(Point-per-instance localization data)
========================

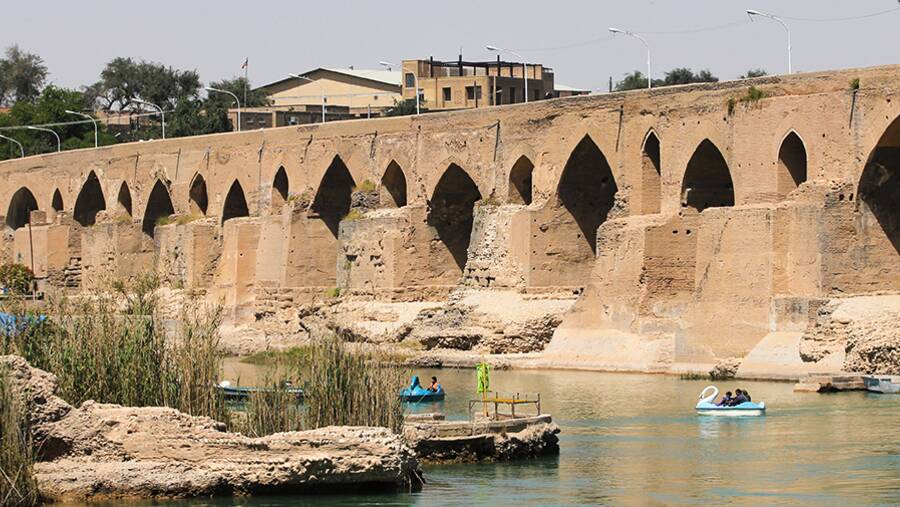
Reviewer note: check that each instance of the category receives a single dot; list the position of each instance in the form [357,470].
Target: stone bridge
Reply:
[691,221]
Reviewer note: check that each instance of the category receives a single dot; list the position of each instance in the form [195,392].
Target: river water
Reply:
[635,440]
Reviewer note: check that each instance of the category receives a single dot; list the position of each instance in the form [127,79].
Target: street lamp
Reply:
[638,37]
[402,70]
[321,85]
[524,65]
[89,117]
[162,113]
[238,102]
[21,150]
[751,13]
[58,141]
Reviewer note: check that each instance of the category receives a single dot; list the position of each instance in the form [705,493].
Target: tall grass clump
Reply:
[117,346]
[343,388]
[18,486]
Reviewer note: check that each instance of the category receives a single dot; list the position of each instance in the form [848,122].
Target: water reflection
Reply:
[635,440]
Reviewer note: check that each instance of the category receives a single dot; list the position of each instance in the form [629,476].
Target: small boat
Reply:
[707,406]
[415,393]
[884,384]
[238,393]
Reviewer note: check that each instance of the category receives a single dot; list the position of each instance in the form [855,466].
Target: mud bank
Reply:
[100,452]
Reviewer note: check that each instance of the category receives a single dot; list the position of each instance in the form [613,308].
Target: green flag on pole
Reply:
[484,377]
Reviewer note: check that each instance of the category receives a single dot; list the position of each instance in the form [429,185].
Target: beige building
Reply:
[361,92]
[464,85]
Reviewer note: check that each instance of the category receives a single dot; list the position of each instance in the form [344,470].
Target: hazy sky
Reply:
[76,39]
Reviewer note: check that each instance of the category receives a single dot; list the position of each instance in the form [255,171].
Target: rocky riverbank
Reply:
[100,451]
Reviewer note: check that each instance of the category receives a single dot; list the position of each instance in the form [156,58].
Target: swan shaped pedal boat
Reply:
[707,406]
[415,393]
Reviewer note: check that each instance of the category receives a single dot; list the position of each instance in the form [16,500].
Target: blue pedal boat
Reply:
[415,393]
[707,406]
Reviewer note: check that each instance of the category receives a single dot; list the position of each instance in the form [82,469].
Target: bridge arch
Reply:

========================

→ WORK TO BE COMPLETED
Filter the records down to the lines containing the word "boat", and copy those.

→ ANSWER FOR THIS EXERCISE
Target: small boat
Target: swan shaped pedal boat
Target: blue pedal boat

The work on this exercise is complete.